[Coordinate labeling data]
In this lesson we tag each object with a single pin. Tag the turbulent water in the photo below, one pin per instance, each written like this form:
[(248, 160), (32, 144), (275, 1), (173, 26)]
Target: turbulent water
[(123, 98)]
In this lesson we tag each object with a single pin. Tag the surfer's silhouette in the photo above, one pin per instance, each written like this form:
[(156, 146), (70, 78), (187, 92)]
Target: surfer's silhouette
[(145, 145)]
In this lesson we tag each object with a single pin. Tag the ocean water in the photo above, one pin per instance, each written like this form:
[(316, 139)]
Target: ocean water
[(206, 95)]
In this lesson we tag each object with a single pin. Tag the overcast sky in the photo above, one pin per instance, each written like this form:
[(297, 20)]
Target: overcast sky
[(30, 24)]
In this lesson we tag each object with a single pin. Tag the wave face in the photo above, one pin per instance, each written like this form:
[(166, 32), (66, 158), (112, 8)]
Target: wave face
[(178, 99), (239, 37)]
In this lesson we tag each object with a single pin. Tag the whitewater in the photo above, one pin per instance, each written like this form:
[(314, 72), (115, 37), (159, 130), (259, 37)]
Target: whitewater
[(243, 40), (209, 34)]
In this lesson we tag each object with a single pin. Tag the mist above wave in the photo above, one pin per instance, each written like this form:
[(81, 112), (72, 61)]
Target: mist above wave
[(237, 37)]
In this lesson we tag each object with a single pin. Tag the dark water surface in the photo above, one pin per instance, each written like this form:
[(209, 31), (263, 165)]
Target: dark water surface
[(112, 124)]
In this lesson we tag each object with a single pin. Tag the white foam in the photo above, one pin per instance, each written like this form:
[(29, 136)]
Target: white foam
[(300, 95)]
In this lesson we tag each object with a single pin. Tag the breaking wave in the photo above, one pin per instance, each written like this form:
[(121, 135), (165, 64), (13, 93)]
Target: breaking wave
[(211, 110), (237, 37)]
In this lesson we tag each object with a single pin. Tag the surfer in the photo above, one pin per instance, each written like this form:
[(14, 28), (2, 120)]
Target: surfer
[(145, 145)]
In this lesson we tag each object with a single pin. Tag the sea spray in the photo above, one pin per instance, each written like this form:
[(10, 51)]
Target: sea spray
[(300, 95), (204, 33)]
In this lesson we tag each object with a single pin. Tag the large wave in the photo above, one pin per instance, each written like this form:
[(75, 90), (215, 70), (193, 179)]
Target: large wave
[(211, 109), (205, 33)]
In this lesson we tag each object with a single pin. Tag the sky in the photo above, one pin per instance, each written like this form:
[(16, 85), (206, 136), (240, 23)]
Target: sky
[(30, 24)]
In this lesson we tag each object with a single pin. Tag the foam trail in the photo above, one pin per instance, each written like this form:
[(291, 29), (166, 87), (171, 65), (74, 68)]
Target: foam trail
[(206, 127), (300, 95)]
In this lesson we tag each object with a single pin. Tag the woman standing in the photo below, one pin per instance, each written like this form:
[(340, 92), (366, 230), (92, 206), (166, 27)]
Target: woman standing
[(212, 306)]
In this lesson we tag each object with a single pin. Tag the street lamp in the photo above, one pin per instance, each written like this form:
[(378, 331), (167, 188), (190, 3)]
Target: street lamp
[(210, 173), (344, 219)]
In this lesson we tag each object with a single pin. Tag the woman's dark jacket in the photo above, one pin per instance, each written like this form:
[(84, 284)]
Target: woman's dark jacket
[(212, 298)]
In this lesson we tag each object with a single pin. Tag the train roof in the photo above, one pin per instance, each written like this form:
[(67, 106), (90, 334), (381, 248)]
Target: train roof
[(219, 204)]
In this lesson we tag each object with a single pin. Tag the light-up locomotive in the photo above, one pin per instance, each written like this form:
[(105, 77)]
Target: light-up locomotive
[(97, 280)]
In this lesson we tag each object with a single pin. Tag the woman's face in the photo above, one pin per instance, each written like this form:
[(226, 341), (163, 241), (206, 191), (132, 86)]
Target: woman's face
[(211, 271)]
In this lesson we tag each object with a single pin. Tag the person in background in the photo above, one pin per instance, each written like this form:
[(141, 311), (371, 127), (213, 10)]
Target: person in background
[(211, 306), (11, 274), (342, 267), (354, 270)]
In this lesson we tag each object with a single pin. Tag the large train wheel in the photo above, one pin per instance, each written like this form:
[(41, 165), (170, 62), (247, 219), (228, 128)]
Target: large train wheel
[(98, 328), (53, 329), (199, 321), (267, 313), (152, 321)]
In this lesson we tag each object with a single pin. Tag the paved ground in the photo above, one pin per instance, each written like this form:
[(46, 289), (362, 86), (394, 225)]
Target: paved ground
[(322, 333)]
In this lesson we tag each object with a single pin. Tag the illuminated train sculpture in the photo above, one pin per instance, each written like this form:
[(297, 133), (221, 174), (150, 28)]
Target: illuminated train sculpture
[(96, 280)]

* THE PROBLEM:
Convert every line of the records above into a numbered list, leaving out any blank lines.

* TASK RESULT:
1. In this lesson we tag each object with a single pin. Tag the turbulent water in the photo below, one pin per instance, each written like this form:
2. [(248, 160), (32, 144), (275, 1), (173, 26)]
3. Target: turbulent water
4. [(123, 98)]
5. In this lesson we tag each object with a single pin. Tag the surfer's silhouette in the photo above, one pin per instance, each written like this form:
6. [(156, 146), (70, 78), (187, 92)]
7. Target: surfer's silhouette
8. [(145, 145)]
9. In this lesson we tag each object with a single pin. Tag the ocean water in the photo above, one pin per instance, each written like this form:
10. [(316, 139)]
11. Target: ocean water
12. [(206, 95)]
13. In this lesson we tag each object with a single pin. Tag the overcast sky in the photo above, one pin per instance, each written like this form:
14. [(297, 20)]
15. Target: overcast sky
16. [(30, 24)]
17. In this lesson we tag each object with a single pin. Tag the wave face in the photo above, one pin per instance, each written like this form:
18. [(166, 32), (66, 158), (112, 8)]
19. Target: wave face
20. [(178, 99), (239, 37)]
21. In this lesson we tag each object with a single pin. Tag the whitewater in the photo above, one pin per instance, each written like this form:
22. [(314, 72), (115, 37), (159, 130), (259, 37)]
23. Target: whitewater
24. [(243, 40), (209, 34)]
25. In this lesson we tag each object with a single pin. Tag the mist above wave in the photo above, one pin per instance, each written like this form:
26. [(81, 112), (72, 61)]
27. Target: mist above wave
28. [(237, 37)]
29. In this lesson we tag each object with a single pin. Tag the dark water surface in the photo above, one pin per instance, each written like this form:
30. [(209, 31), (263, 165)]
31. Target: dark water surface
32. [(112, 124)]
33. In this lesson we tag each object with a single pin. Tag the white foam in the photo above, one pin per instance, each written like this form:
34. [(29, 136)]
35. Target: white foam
36. [(300, 95)]
37. In this lesson we tag each object with a single pin. Tag the breaking wave in the photo above, one pin per instance, each written like this form:
38. [(121, 135), (165, 64), (13, 93)]
39. Target: breaking wave
40. [(211, 110), (237, 37)]
41. In this lesson we tag each object with a single pin. Tag the surfer in the photo above, one pin per instance, each written like this form:
42. [(14, 28), (2, 120)]
43. Target: surfer
44. [(145, 145)]
45. In this lesson we tag each object with a single pin. Tag the sea spray in the photo above, one pin per instance, each written like this form:
46. [(10, 51)]
47. Target: sea spray
48. [(300, 95), (204, 33)]
49. In this lesson we tag each object with a single pin. Tag the large wave in the photo above, one pin per instance, each written like this form:
50. [(75, 90), (215, 70), (193, 179)]
51. Target: large wave
52. [(211, 109), (205, 33)]
53. In this lesson we tag each object with a single pin. Tag the sky in the photo above, one pin per instance, each written like this form:
54. [(16, 85), (206, 136), (240, 23)]
55. Target: sky
56. [(30, 24)]
57. In this lesson we tag each object with a single pin. Tag the foam trail in the photo above, one pin per instance, each written like this form:
58. [(291, 29), (166, 87), (171, 65), (74, 68)]
59. Target: foam trail
60. [(206, 127), (300, 95)]
61. In this lesson we tag each object with a single pin. Tag the woman standing in the photo below, one pin per instance, each written like this form:
62. [(340, 92), (366, 230), (92, 206), (166, 27)]
63. Target: woman standing
64. [(212, 306)]
65. In this lesson we tag each object with a single pin. Tag the street lamp in the photo above, one pin per instance, each written like this form:
66. [(378, 331), (167, 188), (190, 3)]
67. Target: street lamp
68. [(210, 173), (344, 219)]
69. In this lesson we tag each object with a single pin. Tag the woman's dark jacket in the photo above, one pin per instance, each written like this form:
70. [(84, 284)]
71. Target: woman's dark jacket
72. [(212, 298)]
73. In this lesson we tag each object with a single pin. Tag the train roof in the photo above, one pin per instance, each written like this form:
74. [(67, 106), (90, 334), (381, 248)]
75. Target: train roof
76. [(219, 204)]
77. In this lesson we tag each object with a single pin. Tag the light-up locomotive in the photo above, one pin per instance, each written like this form:
78. [(105, 77)]
79. Target: light-up locomotive
80. [(97, 280)]
81. In this lesson we tag each object with a single pin. Tag the woman's face in the photo above, one pin per instance, each written like this form:
82. [(226, 341), (163, 241), (206, 191), (132, 86)]
83. Target: woman's face
84. [(211, 271)]
85. In this lesson we tag each object with a single pin. Tag the person in background in the photo above, one pin per instance, each written like this form:
86. [(141, 311), (371, 127), (213, 10)]
87. Target: person in background
88. [(211, 306), (11, 274), (342, 267), (354, 270)]
89. In this lesson we tag each object with a single pin. Tag the large train wheel in the photo above, one pin per instance, each written like this form:
90. [(41, 165), (170, 62), (247, 219), (228, 128)]
91. Target: large train wheel
92. [(98, 328), (53, 329), (199, 321), (267, 313), (152, 321)]
93. In this lesson we tag each object with a single pin. Tag the paved ground in the photo above, one pin per instance, each written like this form:
94. [(46, 289), (362, 86), (394, 225)]
95. Target: paved ground
96. [(322, 333)]
97. In this lesson we tag each object with a single pin. Tag the illuminated train sculpture in the photo above, one pin per instance, each written like this form:
98. [(297, 133), (221, 174), (150, 28)]
99. Target: illuminated train sculpture
100. [(96, 280)]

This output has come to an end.